## To be done
1: According to the Jane Long biography, which town was built on the Fort Bend County land she sold?
2: Write the next part of the Jane Long biography, picking up after its final sentence.

## Text extract
━━━━━━━━━━━━━━━━━━━━

Jane Herbert Wilkinson Long (July 23, 1798 – December 30, 1880) was a Texas pioneer. She owned boarding houses and a plantation in Texas. She is best known as the "Mother of Texas."

==Biography==

===Early life===
Jane Herbert Wilkinson Long was born on July 23, 1798, in Charles County, Maryland. She was a niece of General James Wilkinson; her father was James' eldest brother, William Mackall Wilkinson (c.1751–1799).

About 1811, her family moved from Maryland to the small town of Washington, Mississippi, the capital of the Mississippi Territory.

===Adult life===
She moved to Texas with her husband in the 1820s. In 1822, her husband died after being captured by Spanish/Mexican forces and she became a widow. Stephen F. Austin gave Jane grants of land in Fort Bend and Waller counties; but instead of farming, she opened a boarding house in San Felipe, Texas.

She sold part of her land in Fort Bend County, on which the town of Richmond was built. She later moved to Richmond, where she opened a boarding house and started a plantation nearby.

===Personal life===
Jane was married in Natchez, Mississippi, in 1815 to James Long, a doctor and a native of Virginia. He had led a filibuster expedition attempting to take control of Spanish Texas in 1819, and in a second attempt in April 1820 he brought his pregnant wife and 300 troops to join refugees from the first expedition on the Bolivar Peninsula near present-day Galveston. Forced to surrender along with his troops at Presidio La Bahía in October 1821, he was killed by a guard on April 8, 1822, during imprisonment in Mexico City.

Meanwhile, left behind at Bolivar Point (now Port Bolivar), Jane gave birth on December 21, 1821, to her third child, Mary James Long, with her only slave, Kian, helping. Throughout a long winter, they and her children struggled as she waited for her husband's return. At one point, several Karankawa Indians appeared, but she fired a cannon each day to make them think there was an army stationed there. Together Jane and Kian fought starvation for weeks, hunting their own game, fishing and gathering oysters, until the news of her husband's death finally reached her during the spring, whereupon they headed out. She then left Texas but returned in the later 1820s as a bona fide colonist.

━━━━━━━━━━━━━━━━━━━━

## Given material
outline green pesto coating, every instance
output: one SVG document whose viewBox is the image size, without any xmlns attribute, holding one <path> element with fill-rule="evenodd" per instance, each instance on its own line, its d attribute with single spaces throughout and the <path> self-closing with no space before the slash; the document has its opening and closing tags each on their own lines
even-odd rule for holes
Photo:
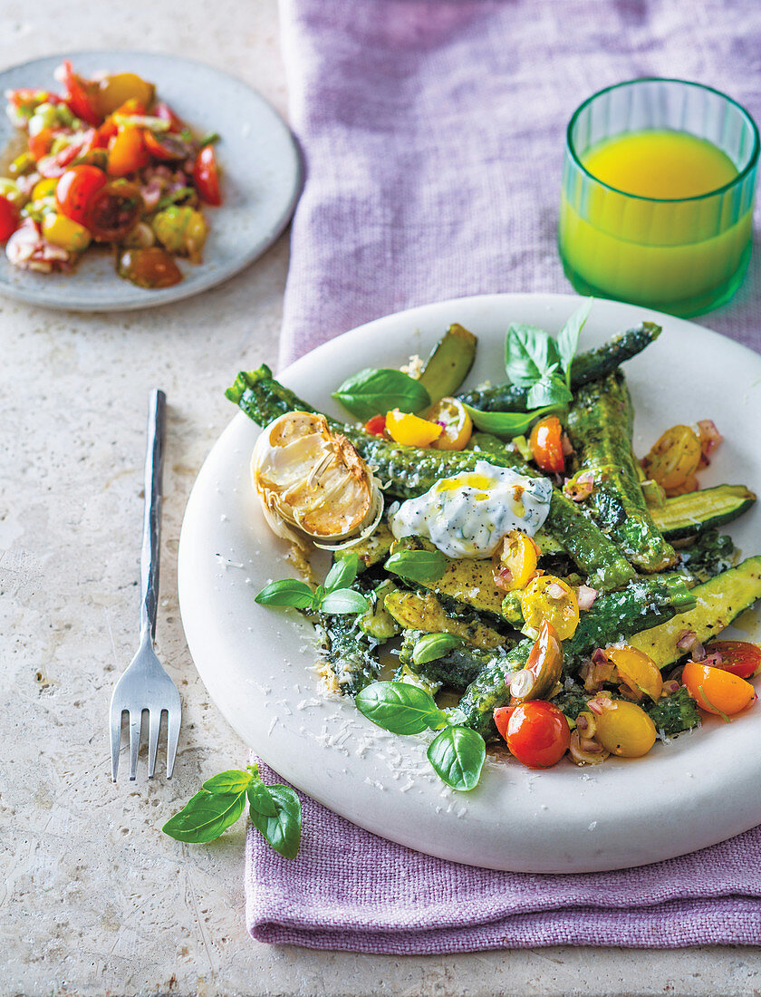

━━━━━━━━━━━━━━━━━━━━

## Exercise results
1: Richmond

2:
Jane Long claimed to be the first woman of English descent to settle in Texas, and her daughter Mary is often said to be the first child born in Texas to an English-speaking woman, but this has been disproved by census records from 1807 to 1826 which show a number of Anglo-American births.

Nevertheless because of this, she became known as the "Mother of Texas." Sam Houston later gave the same title to Margaret Theresa Wright during a gubernatorial speech on August 1, 1857, in Wright's hometown of Victoria for Wright's heroic support of Texas troops during the Texas Revolution.

Her sister, Barbara Mackall Wilkinson, married Alexander Calvit, a sugar planter.

===Death===
She died on December 30, 1880, in Fort Bend County, Texas.

==Legacy==
A number of schools within Texas have been named after the "Mother of Texas." Among them are the following:
- Jane Long Elementary School located in Freeport in the Brazosport Independent School District
- Jane Long Elementary School located in Richmond, in the Lamar Consolidated Independent School District
- Jane Long Intermediate School located in Bryan, in the Bryan Independent School District
- Jane Long Middle School located in Houston in the Houston Independent School District
- Long Early Learning Center located in Abilene, in the Abilene Independent School District
- A marker in Fort Bend County, Texas was erected in her honor in 1936.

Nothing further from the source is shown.